START Excerpted passage

I never got into pot, not for lack of trying in college and for a few years afterward in California. But it rarely got me high - or not in the way that I like, with a few pleasurably memorable exceptions, but the weight-gaining nuisance munchies phase - never missed a one.

The bird that alighted this morning? A house wren perhaps.

So what else am I looking up? Did a tour of a couple of farmstands this morning and came away with a small box of eggplant for $3, and a larger one of mixed peppers for $6. I'm looking at a recipe in an Italian cookbook for caponata, a jamlike mixture of eggplant, peppers, onion and celery, seasoned with green olives and capers. Oh good I bought celery too, remarking to the woman that I didn't know that it grows in this region. It's very fragrant, redolent of pure warm celeryness, a revelation after a lifetime of cello bags trucked from California.

***
I had a strange dream last night - perhaps of E.D. As you know I've been reading books about her and her circle, and there's a controversy abrew over a posthumous epilepsy diagnosis on the part of a recent biographer to which a retired physician who claims to be expert in 19th century pharmacology (I have no reason to doubt him) has taken issue - glycerine was never an anti-seizure drug. Anyway, in an instant warring camps have staked their sides. I don't know what to believe - the issue isn't settled for me. The physician may be right, but to me his comments all over the place slamming the biography on this single note has the effect of an expert witness whose testimony doesn't settle an issue (let alone illuminate it) but serves simply to stir doubt in the jury. And then people line up on one end or the other like magnet filings.
am in a room – someone’s reclining on a cot - a woman - (is she wearing a white dress?) - she's talking and says her piece and we listen and then she goes into an epileptic seizure and rolls off the cot (which is placed against a wall at the end of the room) onto the floor – no one (me included) does anything, we’re just holding our breath hoping the seizure will stop soon – she stops convulsing and is a little dazed and I crouch on the floor near her and try to comfort her and tell her that it’s thought E.D. had epilepsy.
***
Prompted by entries on today's Secret Life of E.D. f'book page, I fool around with combining yours and my names, intertwining them... Won't even bother to set forth the result -- too many J's and O's, like a bad Scrabble tile draw... lacking the ring of AMUASBTEILN.

From Polly Longsworth, Austin and Mabel: The Amherst Affair and Love Letters of Austin Dickinson and Mabel Loomis Todd, p. 121:
Consummation of Mabel [Loomis Todd] and Austin's [Dickinson] love occurred at the Homestead, Emily and [sister] Vinnie's dwelling, the evening of December 13, 1883, in the dining room, where they often met before the fire. It is confirmed by symbols in both Austin's and Mabel's diaries, and also by the existence of two small slips of paper, each bearing the same strange word, AMUASBTEILN. One of the slips was tucked into Mabel's diary at December 13, and bears that date on the reverse. The other slip was in Austin's wallet when he died. The word is composed by alternately merging the letters of Austin's and Mabel's names. The event that evening occurred with the knowledge of David Todd [Mabel's husband], who was fully aware of the depth of feeling between his wife and Austin, and had not been alienated by it. David was, and would continue to be, devoted to Austin, whom he considered his best friend. "I loved him more than any man I ever knew," he said years later.
The Secret Life of E.D. people floated a judgment that the AMUASBTEILN is a bit high-school, but also intriguingly asked if we can imagine whose idea it was, the circumstances under which the letters were jotted down.

Oh I don't know. It was profound for them - it reminds me of the connection between Kitty and Levin in Anna Karenina, the way they intuited each other and easily communicated in code - I wonder if there was news of that novel (even if it hadn't yet been translated into English) in Amherst.

END Excerpted passage

* **What is being asked**
Copy out the excerpted passage from "I never got" to "house wren perhaps.". These entries come from an unrelated source.

START Extracted records

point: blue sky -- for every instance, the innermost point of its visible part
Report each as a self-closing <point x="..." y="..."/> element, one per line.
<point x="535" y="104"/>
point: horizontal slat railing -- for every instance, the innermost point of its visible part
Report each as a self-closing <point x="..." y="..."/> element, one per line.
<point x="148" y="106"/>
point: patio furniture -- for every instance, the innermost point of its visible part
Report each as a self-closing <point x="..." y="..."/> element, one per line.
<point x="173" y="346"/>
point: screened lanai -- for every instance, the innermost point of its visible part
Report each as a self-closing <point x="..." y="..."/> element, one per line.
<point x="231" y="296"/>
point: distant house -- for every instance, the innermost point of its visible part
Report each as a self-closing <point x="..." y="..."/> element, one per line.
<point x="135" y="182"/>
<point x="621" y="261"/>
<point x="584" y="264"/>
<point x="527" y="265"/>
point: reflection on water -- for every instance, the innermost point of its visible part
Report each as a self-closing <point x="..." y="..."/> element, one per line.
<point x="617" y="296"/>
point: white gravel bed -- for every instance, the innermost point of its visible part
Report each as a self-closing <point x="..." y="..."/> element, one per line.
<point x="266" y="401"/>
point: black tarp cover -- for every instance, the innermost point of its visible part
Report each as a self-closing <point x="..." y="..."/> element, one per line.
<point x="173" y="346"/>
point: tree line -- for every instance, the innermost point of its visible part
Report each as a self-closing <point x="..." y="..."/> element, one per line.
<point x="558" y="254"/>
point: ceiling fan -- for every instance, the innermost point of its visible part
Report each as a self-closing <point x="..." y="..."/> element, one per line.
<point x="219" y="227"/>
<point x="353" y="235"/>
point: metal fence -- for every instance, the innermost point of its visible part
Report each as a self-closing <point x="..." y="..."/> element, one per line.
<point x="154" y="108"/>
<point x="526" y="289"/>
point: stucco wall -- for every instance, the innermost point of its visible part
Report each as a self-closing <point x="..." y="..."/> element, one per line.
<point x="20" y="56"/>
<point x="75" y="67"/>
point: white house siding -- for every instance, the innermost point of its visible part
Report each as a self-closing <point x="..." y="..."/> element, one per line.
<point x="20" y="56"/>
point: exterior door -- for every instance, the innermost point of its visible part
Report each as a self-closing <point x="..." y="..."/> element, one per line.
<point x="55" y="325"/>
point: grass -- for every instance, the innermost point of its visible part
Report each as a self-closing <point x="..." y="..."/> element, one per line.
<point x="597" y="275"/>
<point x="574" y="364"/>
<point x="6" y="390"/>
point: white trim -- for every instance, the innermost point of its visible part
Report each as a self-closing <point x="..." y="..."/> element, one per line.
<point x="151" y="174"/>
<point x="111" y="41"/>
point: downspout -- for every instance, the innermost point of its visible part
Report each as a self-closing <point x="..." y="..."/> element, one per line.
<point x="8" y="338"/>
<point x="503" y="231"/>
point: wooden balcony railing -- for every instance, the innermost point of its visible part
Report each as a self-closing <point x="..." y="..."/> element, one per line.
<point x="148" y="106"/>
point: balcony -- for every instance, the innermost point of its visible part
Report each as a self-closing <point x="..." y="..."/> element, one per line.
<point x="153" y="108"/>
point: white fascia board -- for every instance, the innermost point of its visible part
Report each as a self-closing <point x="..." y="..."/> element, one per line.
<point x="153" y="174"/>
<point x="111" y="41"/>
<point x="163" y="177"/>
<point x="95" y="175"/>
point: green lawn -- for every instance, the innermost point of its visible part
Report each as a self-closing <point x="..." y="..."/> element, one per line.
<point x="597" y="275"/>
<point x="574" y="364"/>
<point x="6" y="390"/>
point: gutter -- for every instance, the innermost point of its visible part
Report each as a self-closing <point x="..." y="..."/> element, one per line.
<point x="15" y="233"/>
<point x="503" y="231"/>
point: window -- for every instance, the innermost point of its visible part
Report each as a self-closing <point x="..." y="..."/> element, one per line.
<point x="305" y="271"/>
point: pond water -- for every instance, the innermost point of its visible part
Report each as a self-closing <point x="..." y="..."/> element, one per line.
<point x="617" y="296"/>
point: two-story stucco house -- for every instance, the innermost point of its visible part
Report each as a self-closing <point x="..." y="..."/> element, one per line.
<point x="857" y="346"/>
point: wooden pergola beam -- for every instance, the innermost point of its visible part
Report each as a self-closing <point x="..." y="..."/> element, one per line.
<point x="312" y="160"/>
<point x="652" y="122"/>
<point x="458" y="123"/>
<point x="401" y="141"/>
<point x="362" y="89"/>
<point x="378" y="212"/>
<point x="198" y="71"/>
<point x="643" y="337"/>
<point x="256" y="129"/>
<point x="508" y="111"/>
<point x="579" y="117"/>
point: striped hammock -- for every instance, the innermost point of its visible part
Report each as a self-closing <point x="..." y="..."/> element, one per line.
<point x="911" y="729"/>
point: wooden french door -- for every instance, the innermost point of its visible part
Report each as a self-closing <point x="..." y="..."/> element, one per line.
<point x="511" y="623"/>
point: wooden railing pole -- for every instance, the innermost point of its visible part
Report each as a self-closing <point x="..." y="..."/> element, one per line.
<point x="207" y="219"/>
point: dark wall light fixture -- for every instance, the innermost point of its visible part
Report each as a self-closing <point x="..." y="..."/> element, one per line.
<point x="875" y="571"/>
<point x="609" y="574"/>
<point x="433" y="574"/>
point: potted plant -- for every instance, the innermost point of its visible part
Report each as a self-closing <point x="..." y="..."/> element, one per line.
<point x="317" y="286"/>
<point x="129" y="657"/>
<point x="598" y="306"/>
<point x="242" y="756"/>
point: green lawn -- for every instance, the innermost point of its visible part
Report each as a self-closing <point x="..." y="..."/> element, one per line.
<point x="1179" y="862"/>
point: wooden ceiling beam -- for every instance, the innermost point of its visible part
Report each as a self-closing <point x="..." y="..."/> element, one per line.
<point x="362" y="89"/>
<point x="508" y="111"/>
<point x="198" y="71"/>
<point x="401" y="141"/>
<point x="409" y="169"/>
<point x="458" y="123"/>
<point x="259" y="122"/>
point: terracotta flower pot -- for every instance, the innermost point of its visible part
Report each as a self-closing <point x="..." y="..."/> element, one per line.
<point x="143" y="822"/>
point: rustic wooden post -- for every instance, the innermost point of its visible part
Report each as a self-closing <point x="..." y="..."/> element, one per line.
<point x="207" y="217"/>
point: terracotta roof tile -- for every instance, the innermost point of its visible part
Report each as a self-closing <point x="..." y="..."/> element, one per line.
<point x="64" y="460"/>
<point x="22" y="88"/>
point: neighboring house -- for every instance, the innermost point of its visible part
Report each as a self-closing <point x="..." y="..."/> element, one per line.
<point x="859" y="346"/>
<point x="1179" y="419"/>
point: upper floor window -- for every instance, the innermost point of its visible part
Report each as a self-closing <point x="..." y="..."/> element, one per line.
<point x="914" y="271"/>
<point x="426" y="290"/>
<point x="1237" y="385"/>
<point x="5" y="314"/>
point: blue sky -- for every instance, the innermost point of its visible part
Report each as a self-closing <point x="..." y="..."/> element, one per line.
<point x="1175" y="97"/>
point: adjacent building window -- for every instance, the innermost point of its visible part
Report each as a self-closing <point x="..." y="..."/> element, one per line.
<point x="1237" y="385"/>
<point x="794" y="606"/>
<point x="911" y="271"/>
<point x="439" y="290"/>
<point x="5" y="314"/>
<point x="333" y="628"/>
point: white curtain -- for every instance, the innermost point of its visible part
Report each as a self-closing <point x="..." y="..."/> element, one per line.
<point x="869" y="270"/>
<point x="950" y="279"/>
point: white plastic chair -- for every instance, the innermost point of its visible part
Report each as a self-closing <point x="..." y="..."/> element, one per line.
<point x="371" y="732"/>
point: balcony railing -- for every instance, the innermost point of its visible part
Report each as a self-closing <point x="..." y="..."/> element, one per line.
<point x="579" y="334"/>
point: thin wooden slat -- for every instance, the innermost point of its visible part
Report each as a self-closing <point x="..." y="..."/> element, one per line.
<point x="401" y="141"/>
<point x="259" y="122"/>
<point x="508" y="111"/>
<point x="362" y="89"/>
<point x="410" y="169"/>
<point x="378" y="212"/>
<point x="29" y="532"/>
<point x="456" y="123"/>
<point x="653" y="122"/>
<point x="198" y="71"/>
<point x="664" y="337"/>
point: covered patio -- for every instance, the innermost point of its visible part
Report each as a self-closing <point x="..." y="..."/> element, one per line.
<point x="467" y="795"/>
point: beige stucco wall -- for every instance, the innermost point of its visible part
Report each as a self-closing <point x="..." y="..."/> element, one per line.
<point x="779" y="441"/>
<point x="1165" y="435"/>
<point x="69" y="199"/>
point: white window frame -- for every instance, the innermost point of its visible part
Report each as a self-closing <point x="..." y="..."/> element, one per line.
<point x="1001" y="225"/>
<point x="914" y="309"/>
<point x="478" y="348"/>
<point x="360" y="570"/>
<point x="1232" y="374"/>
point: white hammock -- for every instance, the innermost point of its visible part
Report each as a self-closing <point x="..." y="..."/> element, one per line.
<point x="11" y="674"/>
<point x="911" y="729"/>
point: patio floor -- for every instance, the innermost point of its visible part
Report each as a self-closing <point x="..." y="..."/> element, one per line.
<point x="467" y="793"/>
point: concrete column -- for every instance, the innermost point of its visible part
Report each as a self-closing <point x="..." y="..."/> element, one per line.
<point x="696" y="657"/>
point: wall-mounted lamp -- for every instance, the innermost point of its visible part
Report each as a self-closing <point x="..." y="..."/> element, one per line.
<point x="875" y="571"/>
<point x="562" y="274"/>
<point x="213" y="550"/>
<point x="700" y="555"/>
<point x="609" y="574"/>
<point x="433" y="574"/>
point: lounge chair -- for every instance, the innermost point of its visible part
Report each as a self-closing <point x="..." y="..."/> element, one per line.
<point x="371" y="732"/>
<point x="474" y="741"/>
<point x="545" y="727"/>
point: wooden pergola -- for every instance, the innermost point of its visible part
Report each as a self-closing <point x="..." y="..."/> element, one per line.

END Extracted records

* **Result of the task**
I never got into pot, not for lack of trying in college and for a few years afterward in California. But it rarely got me high - or not in the way that I like, with a few pleasurably memorable exceptions, but the weight-gaining nuisance munchies phase - never missed a one.

The bird that alighted this morning? A house wren perhaps.